● Exercise details: Copy out the records so that each line matches the original.

Stored dataset items
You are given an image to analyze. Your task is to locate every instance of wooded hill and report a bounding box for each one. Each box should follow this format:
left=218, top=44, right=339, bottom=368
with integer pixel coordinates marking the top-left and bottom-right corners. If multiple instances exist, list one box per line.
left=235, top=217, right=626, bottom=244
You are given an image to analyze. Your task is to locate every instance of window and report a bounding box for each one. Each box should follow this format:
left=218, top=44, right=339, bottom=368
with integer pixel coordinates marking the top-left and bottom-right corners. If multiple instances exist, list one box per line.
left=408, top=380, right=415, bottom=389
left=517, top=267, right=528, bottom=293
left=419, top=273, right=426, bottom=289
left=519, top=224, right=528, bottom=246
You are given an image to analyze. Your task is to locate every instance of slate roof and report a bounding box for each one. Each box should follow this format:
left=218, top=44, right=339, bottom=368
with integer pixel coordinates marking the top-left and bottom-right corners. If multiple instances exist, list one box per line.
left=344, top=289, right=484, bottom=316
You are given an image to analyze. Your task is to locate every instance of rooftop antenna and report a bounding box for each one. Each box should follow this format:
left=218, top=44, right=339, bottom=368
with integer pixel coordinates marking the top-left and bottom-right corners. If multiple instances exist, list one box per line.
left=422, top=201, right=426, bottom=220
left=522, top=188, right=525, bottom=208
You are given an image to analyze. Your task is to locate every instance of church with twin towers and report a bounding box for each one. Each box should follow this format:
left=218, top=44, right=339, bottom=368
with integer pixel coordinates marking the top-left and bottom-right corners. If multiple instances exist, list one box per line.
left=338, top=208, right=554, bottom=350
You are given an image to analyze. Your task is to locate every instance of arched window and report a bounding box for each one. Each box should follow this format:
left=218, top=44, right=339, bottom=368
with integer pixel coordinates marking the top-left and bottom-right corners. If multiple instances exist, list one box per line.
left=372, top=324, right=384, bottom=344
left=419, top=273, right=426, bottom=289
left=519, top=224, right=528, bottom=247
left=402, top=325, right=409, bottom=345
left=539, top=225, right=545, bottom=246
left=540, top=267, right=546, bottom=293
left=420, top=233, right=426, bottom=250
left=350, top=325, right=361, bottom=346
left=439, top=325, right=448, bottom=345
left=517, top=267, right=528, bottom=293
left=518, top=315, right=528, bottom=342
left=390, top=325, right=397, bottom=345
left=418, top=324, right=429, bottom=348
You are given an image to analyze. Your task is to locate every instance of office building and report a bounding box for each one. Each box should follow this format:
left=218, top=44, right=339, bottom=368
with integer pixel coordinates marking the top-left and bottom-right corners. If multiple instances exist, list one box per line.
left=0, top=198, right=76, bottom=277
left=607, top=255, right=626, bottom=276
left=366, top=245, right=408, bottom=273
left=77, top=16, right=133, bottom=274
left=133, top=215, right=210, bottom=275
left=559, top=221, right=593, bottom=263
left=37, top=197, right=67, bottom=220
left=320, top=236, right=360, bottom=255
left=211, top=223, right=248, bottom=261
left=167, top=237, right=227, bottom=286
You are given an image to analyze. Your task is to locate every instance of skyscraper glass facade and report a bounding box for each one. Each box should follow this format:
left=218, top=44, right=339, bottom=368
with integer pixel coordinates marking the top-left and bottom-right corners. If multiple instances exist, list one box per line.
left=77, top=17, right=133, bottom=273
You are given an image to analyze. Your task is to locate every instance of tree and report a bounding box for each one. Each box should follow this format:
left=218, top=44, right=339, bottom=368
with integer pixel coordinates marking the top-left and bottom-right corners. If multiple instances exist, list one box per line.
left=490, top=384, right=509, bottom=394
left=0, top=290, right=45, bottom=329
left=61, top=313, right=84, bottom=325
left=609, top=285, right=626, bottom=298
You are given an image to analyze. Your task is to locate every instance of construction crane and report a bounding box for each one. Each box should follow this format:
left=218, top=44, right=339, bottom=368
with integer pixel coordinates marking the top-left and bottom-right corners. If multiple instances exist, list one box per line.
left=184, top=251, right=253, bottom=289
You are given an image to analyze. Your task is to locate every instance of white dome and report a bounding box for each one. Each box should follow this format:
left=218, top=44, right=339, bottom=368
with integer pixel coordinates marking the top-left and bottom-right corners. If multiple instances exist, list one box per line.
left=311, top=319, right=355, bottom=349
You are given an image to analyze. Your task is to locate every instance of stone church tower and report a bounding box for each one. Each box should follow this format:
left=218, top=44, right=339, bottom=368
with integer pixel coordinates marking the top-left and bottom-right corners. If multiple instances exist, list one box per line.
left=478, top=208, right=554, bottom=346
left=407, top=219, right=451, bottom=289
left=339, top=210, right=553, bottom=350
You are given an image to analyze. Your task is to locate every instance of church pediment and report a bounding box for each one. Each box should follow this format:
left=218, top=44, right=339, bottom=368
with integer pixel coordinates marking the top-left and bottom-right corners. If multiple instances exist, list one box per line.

● Solution to this problem:
You are given an image to analyze. Your task is to locate every instance of wooded hill and report a bounding box for each one. Each box should follow this format:
left=218, top=44, right=339, bottom=368
with integer pixel coordinates marking the top-left and bottom-right corners. If multiple instances exist, list one box per line.
left=235, top=217, right=626, bottom=244
You are given an image to analyze. Your task is to locate every instance of window and report a bounding box for each one. Each box should follow this format:
left=218, top=44, right=339, bottom=368
with integer pixel coordinates marking the top-left and bottom-right corners. If multiple instances exist, list one box per line.
left=408, top=380, right=415, bottom=389
left=517, top=267, right=528, bottom=293
left=419, top=273, right=426, bottom=289
left=519, top=224, right=528, bottom=246
You are given an image to analyze. Your task is to locate every instance of slate roof and report a bounding box for each one. Each box should follow this format:
left=218, top=44, right=339, bottom=368
with integer pixel coordinates marking the top-left and bottom-right corners. If multiple instances exist, list one box per line.
left=344, top=289, right=484, bottom=316
You are given an image to analyze. Your task is to locate every instance of rooftop antenna and report a bounding box for each one. Each box should follow this format:
left=218, top=44, right=339, bottom=368
with integer pixel coordinates marking the top-left and bottom-right corners. If multiple instances exist, list one box per line.
left=422, top=201, right=426, bottom=220
left=522, top=188, right=525, bottom=208
You are given an image to analyze. Your task is to locate every instance of church with twin towers and report a bounding box for each one. Each box should follow this format:
left=218, top=44, right=339, bottom=368
with integer pixel coordinates marking the top-left and bottom-right corners. If multiple instances exist, list one box per line.
left=338, top=208, right=554, bottom=350
You are given an image to analyze. Your task is to locate every instance of arched window and report a bounding box for each one. Each box should follow this format:
left=218, top=44, right=339, bottom=368
with integer pixel coordinates marking the top-left and bottom-right corners. If multiple instances exist, list one box per line.
left=372, top=324, right=384, bottom=344
left=419, top=273, right=426, bottom=289
left=519, top=224, right=528, bottom=247
left=402, top=325, right=409, bottom=345
left=539, top=225, right=545, bottom=246
left=540, top=267, right=546, bottom=293
left=420, top=233, right=426, bottom=250
left=350, top=325, right=361, bottom=346
left=439, top=325, right=448, bottom=345
left=517, top=267, right=528, bottom=293
left=518, top=315, right=528, bottom=342
left=390, top=325, right=397, bottom=345
left=418, top=324, right=429, bottom=348
You are given an image to analyze. Your task is to locate every instance of office building and report a bounding box for each one. Each box should follow this format:
left=218, top=44, right=339, bottom=368
with integer pixel coordinates marking the top-left and bottom-right corners. If multiple instances exist, list one box per line.
left=0, top=198, right=76, bottom=277
left=607, top=255, right=626, bottom=276
left=366, top=245, right=408, bottom=273
left=77, top=16, right=133, bottom=274
left=133, top=215, right=210, bottom=275
left=559, top=221, right=593, bottom=263
left=37, top=197, right=67, bottom=220
left=320, top=236, right=360, bottom=255
left=211, top=223, right=248, bottom=261
left=167, top=237, right=227, bottom=286
You are given an image to analyze. Your task is to locate every instance of skyscraper glass facade and report a bounding box for each one. Each box should follow this format:
left=218, top=44, right=339, bottom=368
with integer pixel coordinates marking the top-left and bottom-right corners. If multiple instances exist, list one box per line.
left=77, top=17, right=133, bottom=273
You are given an image to analyze. Your task is to locate every instance of tree and report a bounding box for each one. Each box should follow this format:
left=218, top=44, right=339, bottom=368
with integer pixel coordinates marking the top-left and bottom-right corners. If multiple instances exist, list one box per line.
left=490, top=384, right=509, bottom=394
left=0, top=290, right=45, bottom=329
left=61, top=313, right=84, bottom=325
left=609, top=285, right=626, bottom=298
You are given an image to analyze. Your task is to locate every instance of construction crane and report a bounding box for each one. Each box should follow this format:
left=218, top=44, right=339, bottom=368
with integer pixel coordinates marking the top-left and bottom-right corners. If multiple instances exist, list one box per line.
left=184, top=251, right=253, bottom=289
You are given an image to analyze. Your task is to locate every instance of white dome and report a bounding box for each one. Each box should follow this format:
left=218, top=44, right=339, bottom=368
with integer pixel coordinates marking the top-left and bottom-right corners. If multiple instances exist, list one box per line.
left=311, top=319, right=355, bottom=349
You are given an image to analyze. Your task is to locate every instance of stone church tower and report a bounding box for each one. Each box should follow this format:
left=218, top=44, right=339, bottom=368
with integer pixel coordinates marking the top-left and bottom-right corners. If multiple instances exist, list one box per line.
left=478, top=208, right=554, bottom=346
left=407, top=219, right=451, bottom=289
left=339, top=210, right=553, bottom=350
You are given an image to analyze. Your task is to locate every instance of church pediment and report a bounding box for each one. Each box should follow this format:
left=218, top=44, right=339, bottom=368
with integer pixel coordinates marking the top-left and bottom-right corners. If multiple instances exist, list one box per line.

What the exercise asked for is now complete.